Stated goal:
Locate each line below that contains the string "face", and copy every such line in full.

Data shown:
#####

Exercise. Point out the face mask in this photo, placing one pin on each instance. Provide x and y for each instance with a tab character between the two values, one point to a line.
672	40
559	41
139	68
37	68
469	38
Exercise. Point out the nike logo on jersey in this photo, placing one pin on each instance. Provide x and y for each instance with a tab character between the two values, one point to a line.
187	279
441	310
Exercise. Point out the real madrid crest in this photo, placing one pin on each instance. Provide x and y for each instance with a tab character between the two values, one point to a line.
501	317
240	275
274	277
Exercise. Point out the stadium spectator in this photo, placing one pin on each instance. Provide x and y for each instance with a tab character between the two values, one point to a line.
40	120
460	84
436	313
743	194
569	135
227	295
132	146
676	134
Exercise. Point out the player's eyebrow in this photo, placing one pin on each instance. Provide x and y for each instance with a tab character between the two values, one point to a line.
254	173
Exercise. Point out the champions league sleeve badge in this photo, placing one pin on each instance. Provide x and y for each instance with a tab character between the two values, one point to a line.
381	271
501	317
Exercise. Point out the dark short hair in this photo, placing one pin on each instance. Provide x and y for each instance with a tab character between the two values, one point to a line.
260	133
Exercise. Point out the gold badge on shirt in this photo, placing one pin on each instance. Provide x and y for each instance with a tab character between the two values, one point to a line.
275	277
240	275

#####

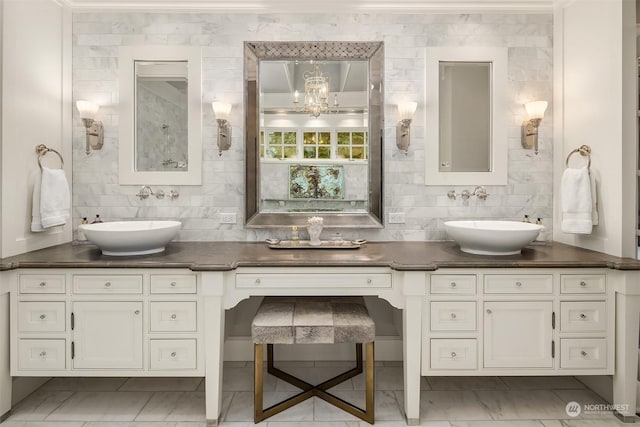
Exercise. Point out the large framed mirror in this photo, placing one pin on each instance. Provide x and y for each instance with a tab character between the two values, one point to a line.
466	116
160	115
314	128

#####

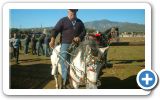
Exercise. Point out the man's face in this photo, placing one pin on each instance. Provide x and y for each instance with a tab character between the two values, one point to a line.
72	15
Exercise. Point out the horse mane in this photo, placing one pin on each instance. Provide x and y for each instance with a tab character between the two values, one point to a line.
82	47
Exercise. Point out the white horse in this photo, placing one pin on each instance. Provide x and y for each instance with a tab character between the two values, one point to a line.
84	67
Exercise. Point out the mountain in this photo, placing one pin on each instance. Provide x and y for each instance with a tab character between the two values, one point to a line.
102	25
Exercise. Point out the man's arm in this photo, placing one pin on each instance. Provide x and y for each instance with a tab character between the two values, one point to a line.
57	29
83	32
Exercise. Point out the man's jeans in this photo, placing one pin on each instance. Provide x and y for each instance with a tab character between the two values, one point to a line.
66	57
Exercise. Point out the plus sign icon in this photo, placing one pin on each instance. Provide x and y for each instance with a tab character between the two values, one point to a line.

#####

Task response:
Exercise. Point out the face mask in this photo, placing one pin on each instance. Provide x and y for each instance with a tab character between the two values, one point to a line.
Exercise. Point out the man's face in this photo, placing one pin on each instance. Provide x and y for each instance with a tab character between the two values, one point to a line.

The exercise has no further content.